◆ **Page text**
5.            Respondent is assessed and agrees to pay a civil penalty of Six Thousand Five Hundred Sixty Two dollars and Fifty Cents ($6,562.50).  Said penalty amount shall be due and payable to the Environmental Management Special Fund within thirty (30) days of the Effective Date; the 30th day being the “Due Date”.

 

6.            In the event the terms and conditions of the following paragraphs are violated, Complainant may assess and Respondent shall pay a stipulated penalty in the following amount:

 

Paragraph

Stipulated Penalty

Order Paragraph 3

One Hundred Dollars ($100.00) per week or part thereof

 

7.            Stipulated penalties shall be due and payable no later than the 30th day after Respondent receives written notice that Complainant has determined a stipulated penalty is due; the 30th day being the “Due Date”.  Complainant may notify Respondent at any time that a stipulated penalty is due.  Failure to notify Respondent in writing in a timely manner of a stipulated penalty assessment shall not waive Complainant’s right to collect such stipulated penalty or preclude Complainant from seeking additional relief against Respondent for violation of this Agreed Order.  Neither assessment nor payment of stipulated penalties shall preclude Complainant from seeking additional relief against Respondent for a violation of this Agreed Order; such additional relief includes any remedies or sanctions available pursuant to Indiana law, including, but not limited to, civil penalties pursuant to IC 13-30-4.

 

8.            Civil and stipulated penalties are payable by check to the “Environmental Management Special Fund.” Checks shall include the Case Number of this action and shall be mailed to:

 

Indiana Department of Environmental Management

Cashier – Mail Code 50-10C

100 North Senate Avenue

Indianapolis, IN 46204-2251

 

9.            This Agreed Order shall apply to and be binding upon Respondent and its successors and assigns. Respondent’s signatories to this Agreed Order certify that they are fully authorized to execute this Agreed Order and legally bind the party they represent.  No change in ownership, corporate, or partnership status of Respondent shall in any way alter their status or responsibilities under this Agreed Order.

 

10.         In the event that the monies due to IDEM pursuant to this Agreed Order are not paid on or before their Due Date, Respondent shall pay interest on the unpaid balance at the rate established by IC 24-4.6-1.  The interest shall be computed as having accrued from the Due Date until the date that Respondent pays any unpaid balance.  Such interest shall be payable to the Environmental Management Special Fund, and shall be payable to IDEM in the manner specified in Paragraph 5, above.

◆ **Records shown**
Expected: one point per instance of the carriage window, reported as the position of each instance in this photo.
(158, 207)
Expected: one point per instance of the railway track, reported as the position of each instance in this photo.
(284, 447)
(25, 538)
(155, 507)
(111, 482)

◆ **Instruction**
Can you give the agreed order text again between "9.            This Agreed" and "under this Agreed Order.", inclusive, updated so that "signatories" reads "representatives"?

◆ **Solution below**
9.            This Agreed Order shall apply to and be binding upon Respondent and its successors and assigns. Respondent’s representatives to this Agreed Order certify that they are fully authorized to execute this Agreed Order and legally bind the party they represent.  No change in ownership, corporate, or partnership status of Respondent shall in any way alter their status or responsibilities under this Agreed Order.